DATA EXTRACTS:
════
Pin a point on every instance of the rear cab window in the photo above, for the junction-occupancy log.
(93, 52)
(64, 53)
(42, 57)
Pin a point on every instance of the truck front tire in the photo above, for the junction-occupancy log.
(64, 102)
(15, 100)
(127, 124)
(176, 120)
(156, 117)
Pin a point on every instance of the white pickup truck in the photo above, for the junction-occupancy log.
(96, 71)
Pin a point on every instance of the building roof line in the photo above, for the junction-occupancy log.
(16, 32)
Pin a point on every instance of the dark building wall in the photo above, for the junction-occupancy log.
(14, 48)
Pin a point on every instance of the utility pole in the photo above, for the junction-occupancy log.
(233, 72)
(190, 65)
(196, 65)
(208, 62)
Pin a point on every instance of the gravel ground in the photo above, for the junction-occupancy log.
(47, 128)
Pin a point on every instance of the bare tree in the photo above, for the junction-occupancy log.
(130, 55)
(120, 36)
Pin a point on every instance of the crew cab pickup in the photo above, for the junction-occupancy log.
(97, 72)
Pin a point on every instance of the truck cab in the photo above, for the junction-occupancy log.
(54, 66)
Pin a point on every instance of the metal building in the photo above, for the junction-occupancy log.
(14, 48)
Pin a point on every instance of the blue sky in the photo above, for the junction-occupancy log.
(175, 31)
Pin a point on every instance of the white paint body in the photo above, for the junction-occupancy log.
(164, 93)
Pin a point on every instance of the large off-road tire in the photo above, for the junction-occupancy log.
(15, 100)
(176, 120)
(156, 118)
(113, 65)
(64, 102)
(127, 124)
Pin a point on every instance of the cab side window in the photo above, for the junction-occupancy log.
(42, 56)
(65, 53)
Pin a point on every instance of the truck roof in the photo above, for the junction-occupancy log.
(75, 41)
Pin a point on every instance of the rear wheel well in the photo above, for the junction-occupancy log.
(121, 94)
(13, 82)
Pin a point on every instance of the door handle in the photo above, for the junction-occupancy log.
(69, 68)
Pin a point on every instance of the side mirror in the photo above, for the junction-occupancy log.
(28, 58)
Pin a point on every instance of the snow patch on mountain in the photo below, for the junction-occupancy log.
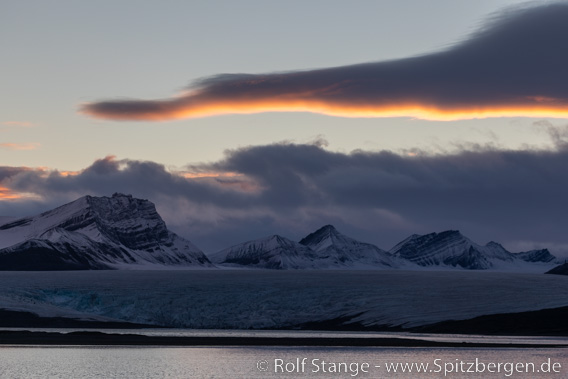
(275, 252)
(95, 233)
(339, 251)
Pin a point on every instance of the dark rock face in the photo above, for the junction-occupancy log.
(541, 255)
(559, 270)
(96, 233)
════
Skip the pictures; extract only the lines from the line with "Pin a point on every instance of the truck roof" through the final line of the material, exactly as they appear.

TASK RESULT:
Pin a point on every instance of the truck roof in the photo above, for the junction-occupancy log.
(75, 41)
Pin a point on every instance of the rear wheel well in the photo above, for the junction-occupancy log.
(121, 94)
(13, 82)
Pin a point on every instance of the door handle in the photo above, for the junction-occupancy log.
(69, 68)
Pin a point on every instance of the side mirror in the photo above, for the junction-occupancy log.
(28, 58)
Pin a point on every instance of the snow patch on mountain in the photo below, for the junction-occupancy log.
(275, 252)
(95, 233)
(339, 251)
Pin a point on every instance of the dark rock face in the photo above, for the junction-occupancy log.
(541, 255)
(559, 270)
(96, 233)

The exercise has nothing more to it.